▶ Assignment
Leave the pictures aside. Retype exactly the lines from the top of the data below through the one holding "box: [238, 260, 323, 421]".
[[ Exercise input open ]]
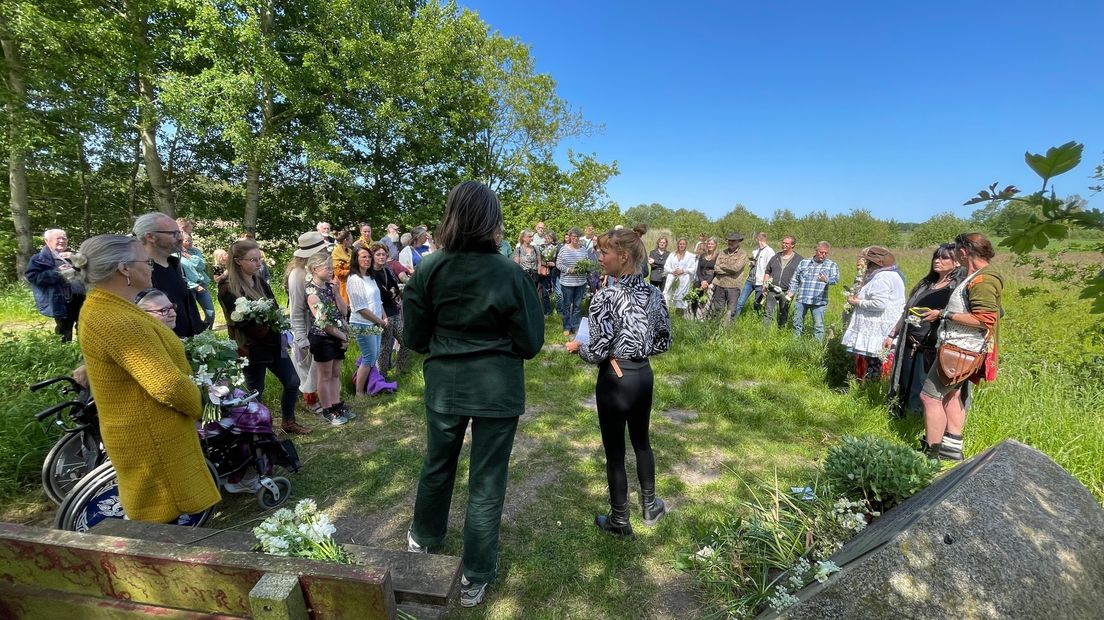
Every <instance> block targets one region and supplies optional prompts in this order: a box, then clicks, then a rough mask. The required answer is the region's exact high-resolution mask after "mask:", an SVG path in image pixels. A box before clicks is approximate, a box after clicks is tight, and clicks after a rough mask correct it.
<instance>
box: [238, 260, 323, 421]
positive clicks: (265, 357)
mask: <svg viewBox="0 0 1104 620" xmlns="http://www.w3.org/2000/svg"><path fill="white" fill-rule="evenodd" d="M262 261H263V258H262V257H261V247H259V246H258V245H257V244H256V242H253V240H250V239H241V240H236V242H234V243H233V245H231V246H230V261H229V263H227V265H226V278H225V279H224V280H223V281H222V284H220V285H219V304H220V306H222V313H223V316H224V317H226V333H229V334H230V338H232V339H234V341H235V342H237V349H238V354H240V355H243V356H244V357H246V359H247V360H248V361H250V364H248V365H247V366H245V385H246V386H247V387H248V388H250V389H251V391H254V392H259V393H264V391H265V374H266V371H270V372H272V373H273V374H274V375H276V378H277V380H279V382H280V385H282V386H283V387H284V389H283V392H282V393H280V399H279V404H280V417H282V418H283V429H284V432H293V434H296V435H307V434H309V432H310V429H309V428H307V427H305V426H302V425H300V424H298V423H297V421H296V419H295V402H296V400H297V398H298V393H299V375H298V374H296V372H295V366H293V365H291V360H290V359H289V357H288V353H287V348H288V343H287V342H286V341H285V339H284V333H283V332H280V331H278V330H276V329H273V328H272V327H269V325H263V324H258V323H256V322H255V321H235V320H234V319H233V312H234V306H235V304H236V303H237V300H238V299H240V298H245V299H247V300H250V301H256V300H261V299H268V300H272V302H273V304H274V306H278V304H277V303H276V296H275V295H273V289H272V288H270V287H269V286H268V282H266V281H265V280H264V279H263V278H261V265H262Z"/></svg>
[[ Exercise input closed ]]
▶ Task output
Every <instance> block targets one region and supplies optional prompts in this order: a box, then clicks, then a rough mask. The required answer is the region's exact high-resolution mask after "mask:", an SVG path in image pixels. A box before clicks is approximate, a box after clicks is tight, and clicks after a rough mask correct it.
<instance>
box: [238, 260, 323, 421]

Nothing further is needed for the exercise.